Sé que parecerán excusas, pero la depresión de mi madre (además de su enfermedad) me hizo descentrarme un poco de mis objetivos académicos, las asignaturas de tercero que había elegido para llegar a las diez materias por curso no me estaban gustando demasiado, y las que me habían quedado de segundo se me estaban haciendo bola.

Empecé a darme cuenta de que cuando la carrera había empezado a tomar forma, y se había alejado de los cimientos que se asentaron durante el primer curso y parte del segundo, había dejado de gustarme tanto como debería; pero mi madre insistía en que tenía casi la mitad de la carrera sacada y que era tarde para cambiarme a otra. Mientras tanto, sus demandas se volvieron cada vez más exigentes: quería que estudiara, pero también que le hiciera compañía; quería que fuera a clase, pero también que fuera su taxista particular. Y, para mí, lo principal era que ella estuviera bien física y psicológicamente; mi bienestar había pasado a estar en un segundo plano.

Pasaron dos años más en los que estuve luchando contra la tentativa de tirarlo todo por la borda. Aprobando pocas asignaturas para todo el tiempo que le dedicaba y cada vez con menos ganas de ir a clase porque cada vez me interesaba menos lo que se suponía que era mi futuro.

========

### REQUISITOS DEL EJERCICIO
a. ¿Podrías reescribir en forma de lista el párrafo del relato sobre la carrera que empieza «Empecé a darme cuenta», conservando sus datos principales?
b. Contesta estas preguntas según el relato sobre la carrera:
(i) ¿A cuántas materias por curso quería llegar con las asignaturas de tercero?
(ii) Además de ir a clase, ¿qué quería la madre que fuera para ella?
(iii) ¿Cuántos años más pasaron de lucha contra la tentativa de tirarlo todo por la borda?
c. ¿Puedes continuar el relato sobre la carrera a partir de su última frase?

### DATOS REGISTRADOS
========

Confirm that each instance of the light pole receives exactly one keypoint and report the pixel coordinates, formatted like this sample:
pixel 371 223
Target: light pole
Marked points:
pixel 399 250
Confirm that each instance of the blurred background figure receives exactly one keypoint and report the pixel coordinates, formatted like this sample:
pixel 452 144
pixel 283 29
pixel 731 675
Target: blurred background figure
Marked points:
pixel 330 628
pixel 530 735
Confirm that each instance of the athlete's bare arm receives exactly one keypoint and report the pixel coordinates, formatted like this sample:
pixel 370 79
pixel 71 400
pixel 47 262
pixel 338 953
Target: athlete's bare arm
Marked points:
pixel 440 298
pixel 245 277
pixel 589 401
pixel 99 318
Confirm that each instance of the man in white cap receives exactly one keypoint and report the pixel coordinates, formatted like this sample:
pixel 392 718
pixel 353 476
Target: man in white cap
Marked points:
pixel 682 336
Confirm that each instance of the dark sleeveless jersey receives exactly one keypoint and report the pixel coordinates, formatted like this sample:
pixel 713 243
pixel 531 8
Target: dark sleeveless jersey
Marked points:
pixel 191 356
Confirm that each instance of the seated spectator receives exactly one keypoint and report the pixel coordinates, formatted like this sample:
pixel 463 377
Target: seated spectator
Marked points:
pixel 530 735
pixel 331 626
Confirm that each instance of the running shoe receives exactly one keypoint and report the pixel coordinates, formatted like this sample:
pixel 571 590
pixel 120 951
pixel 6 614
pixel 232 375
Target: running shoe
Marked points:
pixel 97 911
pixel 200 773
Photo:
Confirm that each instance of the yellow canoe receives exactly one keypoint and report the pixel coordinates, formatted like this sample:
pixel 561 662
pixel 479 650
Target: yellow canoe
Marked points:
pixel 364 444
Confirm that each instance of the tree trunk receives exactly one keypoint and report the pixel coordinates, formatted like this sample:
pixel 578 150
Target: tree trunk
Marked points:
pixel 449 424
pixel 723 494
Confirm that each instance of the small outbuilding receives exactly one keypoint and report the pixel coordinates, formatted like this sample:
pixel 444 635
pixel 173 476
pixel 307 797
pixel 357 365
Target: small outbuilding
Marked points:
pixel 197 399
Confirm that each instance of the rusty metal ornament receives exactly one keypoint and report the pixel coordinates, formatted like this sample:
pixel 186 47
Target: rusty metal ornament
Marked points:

========

### RESPUESTAS NUMERADAS
a.
- La carrera dejó de gustarme tanto como debería cuando se alejó de las bases asentadas en el primer curso y parte del segundo.
- Mi madre insistía en que tenía casi la mitad de la carrera sacada y que era tarde para cambiarme a otra.
- Sus demandas se volvieron cada vez más exigentes: quería que estudiara y que le hiciera compañía, que fuera a clase y que fuera su taxista particular.
- Para mí lo principal era que ella estuviera bien física y psicológicamente, y mi bienestar pasó a un segundo plano.

b.
(i) A diez materias por curso.
(ii) Su taxista particular.
(iii) Dos años más.

c.
Mientras que muchas de mis compañeras y compañeros se ilusionaban con irse de Erasmus o conseguir unas prácticas en alguna empresa del sector, yo me quedaba paralizada porque no podía ni quería tener más responsabilidad, además de que no me hacía ilusión alguna. Mientras que muchos ya sabían cuál iba a ser su TFG y lo esperaban con ganas, yo aún ni siquiera me lo había planteado, y ningún tema de los posibles me gustaba en realidad. Había perdido la ilusión y la pasión por todo.

En este momento, mi madre tuvo una recaída fatal en su enfermedad, estuvo ingresada durante meses y a punto de morirse en un par de ocasiones. Entró en la lista de trasplantes cardíacos y la mandaron a casa a hacer reposo absoluto para, un par de días más tarde, volver a ingresarla en la UCI. 

Había dado por perdido ese final de curso y había acordado con mi madre tener un «año sabático» en la universidad para así poder centrarme en cuidarla.

El desencadenante fue el peor de los posibles: tras trasladarnos para ingresarla en el hospital Virgen del Rocío en Sevilla, en la unidad de trasplantes cardíacos, durante tres meses (nosotras somos de Málaga), y tras tener varias recaídas que amenazaban contra su vida, mi madre falleció un 19 de febrero. Y antes de morirse, me hizo prometerle que terminaría la dichosa carrera.

En septiembre, intentando hacerle caso a la promesa que le había hecho a mi madre y sin estar preparada para ello, volví a matricularme en las asignaturas que me faltaban para terminar la carrera. A estas alturas, me quedaban seis asignaturas y el TFG (añado que el curso anterior había aprobado solo tres).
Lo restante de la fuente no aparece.